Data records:
----------

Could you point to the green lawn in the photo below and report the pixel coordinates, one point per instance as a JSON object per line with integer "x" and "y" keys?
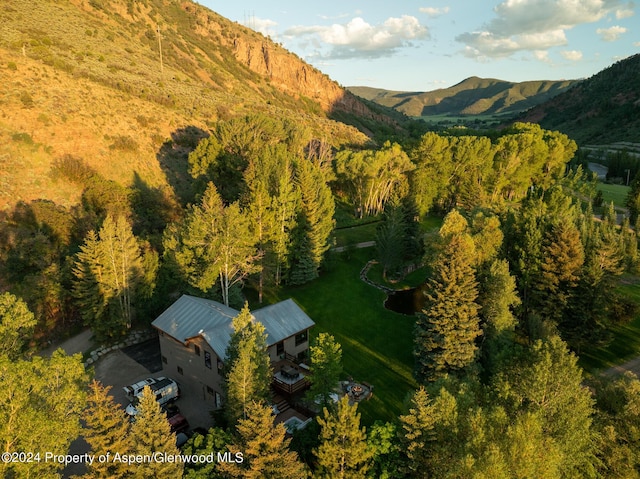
{"x": 626, "y": 338}
{"x": 615, "y": 193}
{"x": 376, "y": 343}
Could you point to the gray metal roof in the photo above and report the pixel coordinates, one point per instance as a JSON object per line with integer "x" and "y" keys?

----------

EXERCISE AIM:
Reproduce every record verbatim, please. Omit the images.

EXERCISE ANSWER:
Could you point to the green lawn in the photo below and report the pixel coordinates, one point per instance as a JSON object per line with integer "x" and "y" keys?
{"x": 626, "y": 338}
{"x": 615, "y": 193}
{"x": 376, "y": 343}
Could you point to the gray metal roof in the photo above and report the pixel coordinates, one point per instance as a JSON object per line with integer "x" and "y" keys?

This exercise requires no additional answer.